-- PROBLEM DETAILS --
Please restate word for word the lines from the top of the entries through the line that contains "The query is: shower hose holder bracket", and do not include any pictures.

--- START ---

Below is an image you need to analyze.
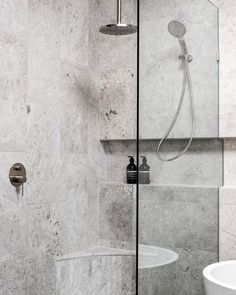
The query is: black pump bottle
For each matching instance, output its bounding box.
[127,156,137,184]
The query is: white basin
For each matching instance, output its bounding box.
[139,244,179,269]
[203,261,236,295]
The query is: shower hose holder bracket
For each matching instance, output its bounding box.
[179,54,193,63]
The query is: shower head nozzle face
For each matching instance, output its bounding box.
[99,24,137,35]
[168,20,186,38]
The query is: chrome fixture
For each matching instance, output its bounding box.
[156,20,195,161]
[168,20,193,62]
[168,19,186,38]
[99,0,137,35]
[9,163,27,195]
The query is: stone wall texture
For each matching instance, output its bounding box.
[0,0,105,293]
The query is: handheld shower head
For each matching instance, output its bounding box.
[157,20,195,162]
[168,20,186,38]
[168,19,189,56]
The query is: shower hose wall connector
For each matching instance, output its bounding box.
[179,54,193,63]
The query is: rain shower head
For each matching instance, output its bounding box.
[99,0,137,35]
[168,20,186,38]
[99,23,137,35]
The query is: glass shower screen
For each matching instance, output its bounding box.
[138,0,222,294]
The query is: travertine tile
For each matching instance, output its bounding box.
[60,153,88,200]
[0,0,28,43]
[0,112,27,152]
[219,1,236,137]
[60,64,88,153]
[139,185,218,251]
[140,0,218,139]
[88,0,101,69]
[218,0,236,7]
[0,0,104,292]
[0,208,28,263]
[219,187,236,260]
[61,0,89,67]
[100,34,137,71]
[50,196,98,255]
[170,248,217,295]
[87,104,107,197]
[26,149,63,204]
[27,103,61,152]
[99,183,135,249]
[56,252,135,295]
[99,68,136,140]
[26,204,57,255]
[0,254,56,295]
[27,0,62,105]
[26,195,97,257]
[0,33,27,150]
[224,139,236,185]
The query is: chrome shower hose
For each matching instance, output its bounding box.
[156,57,195,161]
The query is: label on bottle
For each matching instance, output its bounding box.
[127,171,137,184]
[139,171,150,184]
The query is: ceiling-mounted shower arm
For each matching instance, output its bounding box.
[117,0,122,24]
[99,0,137,35]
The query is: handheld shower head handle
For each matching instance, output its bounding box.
[168,20,190,58]
[178,38,188,55]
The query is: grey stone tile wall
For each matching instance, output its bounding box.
[0,254,56,295]
[219,140,236,260]
[219,0,236,137]
[219,187,236,260]
[0,0,28,151]
[99,183,135,250]
[99,68,137,140]
[97,182,219,294]
[139,185,219,295]
[56,252,135,295]
[139,185,219,251]
[99,0,137,140]
[223,139,236,185]
[139,0,218,140]
[0,0,104,293]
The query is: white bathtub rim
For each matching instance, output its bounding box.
[203,260,236,291]
[138,244,179,269]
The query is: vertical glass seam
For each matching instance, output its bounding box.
[136,0,140,293]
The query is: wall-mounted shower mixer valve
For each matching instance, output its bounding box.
[9,163,27,196]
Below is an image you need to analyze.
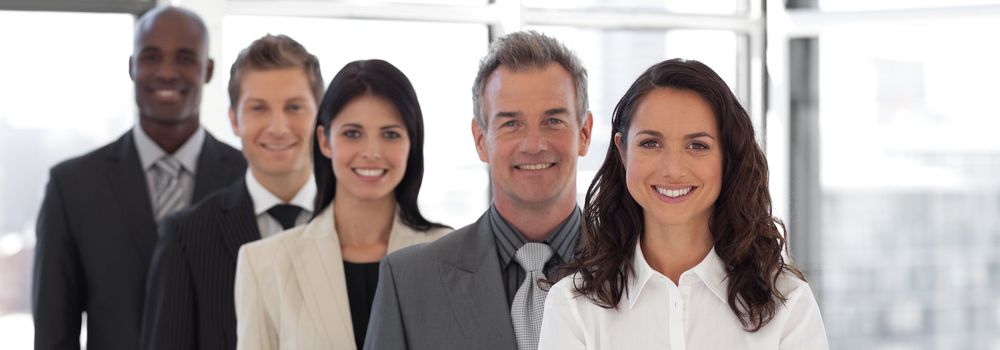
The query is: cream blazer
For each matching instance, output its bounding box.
[234,206,449,350]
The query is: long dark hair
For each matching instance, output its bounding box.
[565,58,803,331]
[312,59,446,231]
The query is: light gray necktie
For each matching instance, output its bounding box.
[152,156,185,222]
[511,242,554,350]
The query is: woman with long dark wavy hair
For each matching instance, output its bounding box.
[235,59,450,350]
[538,59,828,349]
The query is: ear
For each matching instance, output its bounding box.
[205,58,215,83]
[228,108,240,136]
[614,132,625,166]
[128,56,135,81]
[578,111,594,157]
[471,119,488,163]
[316,125,333,158]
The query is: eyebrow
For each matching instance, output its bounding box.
[544,107,570,116]
[493,111,520,120]
[633,130,716,140]
[683,132,715,140]
[341,123,405,130]
[244,96,310,103]
[492,107,570,120]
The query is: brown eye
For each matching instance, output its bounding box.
[688,142,709,150]
[343,129,361,139]
[639,139,659,148]
[383,130,402,140]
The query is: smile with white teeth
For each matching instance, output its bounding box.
[516,163,554,170]
[656,186,693,198]
[261,143,294,150]
[154,89,181,98]
[353,168,386,177]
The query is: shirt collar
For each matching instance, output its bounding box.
[489,204,581,267]
[133,123,205,174]
[245,171,317,216]
[627,241,729,310]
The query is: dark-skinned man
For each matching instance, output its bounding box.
[32,6,245,350]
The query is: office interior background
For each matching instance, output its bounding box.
[1,0,998,348]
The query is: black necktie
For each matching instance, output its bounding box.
[267,204,302,230]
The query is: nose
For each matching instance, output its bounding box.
[265,110,291,135]
[659,147,687,179]
[518,126,549,154]
[155,59,179,82]
[361,135,383,160]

--- END ---

-- REPLY TO THE TASK --
Below is an image you need to analyze.
The query is: black pump bottle
For each matching instance, output its bounding box.
[127,156,137,184]
The query is: white basin
For each matching instance, output its bounding box.
[139,244,179,269]
[203,261,236,295]
The query is: shower hose holder bracket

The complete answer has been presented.